→ **Tarefa solicitada a**:
Reescreva todos os registros trocando "paved sidewalk" por "asphalt road" e sem alterar mais nada. Deixe as imagens de fora da resposta.

→ **Texto extraído**:
Crítica: Emocionando e divertindo na mesma medida, “Mussum – O Filmis” é uma das melhores cinebiografias nacionais

por | novembro 1, 2023

Durante muito tempo, a imagem de Antônio Carlos Bernardes Gomes, o Mussum, foi alvo de contos populares nem sempre lisonjeiros e deve-se dizer que além da falta óbvia de meios de confirmar informações com a velocidade como temos hoje, ajudaram muito as esquetes feitas com os Trapalhões, muitas vezes com piadas ofensivas e o próprio racismo que não suporta ver um negro bem sucedido sem inventar boatos negativos.

→ **Registros fornecidos**:
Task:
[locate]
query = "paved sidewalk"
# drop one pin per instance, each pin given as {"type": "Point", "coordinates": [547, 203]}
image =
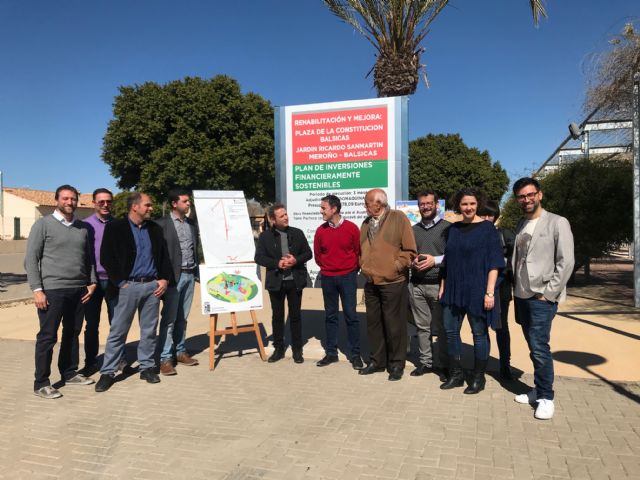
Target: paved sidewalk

→ **Tarefa solicitada b**:
Transcreva da crítica de cinema o trecho que começa em "Durante muito tempo, a" e termina em "inventar boatos negativos.".

→ **Resposta correta a**:
Task:
[locate]
query = "asphalt road"
# drop one pin per instance, each pin given as {"type": "Point", "coordinates": [547, 203]}
image =
Target: asphalt road

→ **Resposta correta b**:
Durante muito tempo, a imagem de Antônio Carlos Bernardes Gomes, o Mussum, foi alvo de contos populares nem sempre lisonjeiros e deve-se dizer que além da falta óbvia de meios de confirmar informações com a velocidade como temos hoje, ajudaram muito as esquetes feitas com os Trapalhões, muitas vezes com piadas ofensivas e o próprio racismo que não suporta ver um negro bem sucedido sem inventar boatos negativos.